QUOTED PASSAGE:
+++++

Sunday, November 13, 2011

Tuesday - Early Summer

This may be an instance where the hoary cliche "preaching to the choir" could rear it's boring head, but well, if you're not familiar with the branches of the Slapstick family tree, you'd be doing yourself a favor by taking a look at this. Personally, I don't hold it in the place of reverence that many people do, but there are certainly some goods to be had here. For instance, while Slapstick, The Broadways, and Alkaline Trio have always kicked my ass, The Lawrence Arms, The Falcon, and The Honor System are thoroughly, thoroughly underwhelming. Emphasis on the former, albeit that statement may come across as heresy; the way I see it, they started off as an inferior version of The Broadways and slowly made their way into a dull-as-shit, glossy alt-punk waste of time.
Less Than Jake and Tuesday fall somewhere between the two. Admittedly, and somewhat embarrassingly, I actually like the pre-'96 material of the former, and regarding the latter, I only have the EP in the top left corner to indulge in.

+++++

Dataset items:
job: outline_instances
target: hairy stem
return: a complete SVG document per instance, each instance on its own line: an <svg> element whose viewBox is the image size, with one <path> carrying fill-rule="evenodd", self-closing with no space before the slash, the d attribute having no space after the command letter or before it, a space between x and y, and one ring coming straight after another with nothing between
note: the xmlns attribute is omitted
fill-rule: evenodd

+++++

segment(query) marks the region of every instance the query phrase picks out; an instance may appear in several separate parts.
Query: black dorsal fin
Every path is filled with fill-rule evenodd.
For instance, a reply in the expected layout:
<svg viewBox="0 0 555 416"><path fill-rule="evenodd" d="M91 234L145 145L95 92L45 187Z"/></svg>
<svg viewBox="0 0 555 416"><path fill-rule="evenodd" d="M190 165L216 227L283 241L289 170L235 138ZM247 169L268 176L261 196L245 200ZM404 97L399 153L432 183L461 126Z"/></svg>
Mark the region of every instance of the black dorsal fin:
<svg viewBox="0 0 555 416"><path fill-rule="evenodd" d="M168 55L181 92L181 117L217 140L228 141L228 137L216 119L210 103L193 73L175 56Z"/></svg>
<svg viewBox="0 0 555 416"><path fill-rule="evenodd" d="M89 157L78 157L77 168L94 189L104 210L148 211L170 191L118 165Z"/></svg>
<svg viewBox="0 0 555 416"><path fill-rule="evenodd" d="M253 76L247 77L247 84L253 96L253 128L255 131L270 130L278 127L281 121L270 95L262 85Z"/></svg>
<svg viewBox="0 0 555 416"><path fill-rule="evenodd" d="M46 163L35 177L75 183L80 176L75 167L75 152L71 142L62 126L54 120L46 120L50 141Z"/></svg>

+++++

WORK INSTRUCTIONS:
A: In the blog post about the Slapstick family tree, which three bands does the writer say have always kicked their ass?
B: Write the next part of the blog post about the Slapstick family tree, starting after its last sentence.
The data is not needed for the tasks.

EXERCISE ANSWERS:
A: Slapstick, The Broadways, and Alkaline Trio.

B:
Tuesday formed in '96, shortly after Slapstick's dissolution, and were able to clamp their collective sphincters for only a year before releasing the godawful Freewheelin' LP in '97. While the Early Summer EP was 4 tracks of catchy, bass-y, hard-hitting pop-punk with the combined vocal front of future Alkaline Trio bassist Dan Andriano and drummer Rob Kellenberger, Freewheelin' sounded like the band spent the intermediate phase smoking weed and listening to stacks of surface-level Midwestern emo albums. And I don't mean that in the American Football way, either; the band essentially took their infectious style of old, sucked all the life out of it, and slathered it in melodramatic cheese. It's a mess measured by the meter stick of those horrible acoustic songs on Goddamnit if you know what I mean.
Giant globs of criticism aside, Early Summer is great as it's followup is disappointing. At the time, the band were a trio, and the songwriting style was decidedly more in the Crimpshrine/Jawbreaker vein than anything approaching 3rd wave emo. Despite that, the 4 songs here sound surprisingly strong and fresh, with solid guitar hooks and as much care put into the verses as the choruses. Dan Andriano's voice has a lot of bite to it here in comparison to all future ventures, and actually sounds like he belongs in a punk band, which plays especially well off of Kellenberger's cleaner harmonies. My favorite song off of here has to be the closer, "So Awake" (which was later re-recorded as the much weaker "Too Much Of Today" on Freewheelin'), but the preceding 3 are just as strong. Also, I'm pretty sure that's the last positive love song Andriano would ever write.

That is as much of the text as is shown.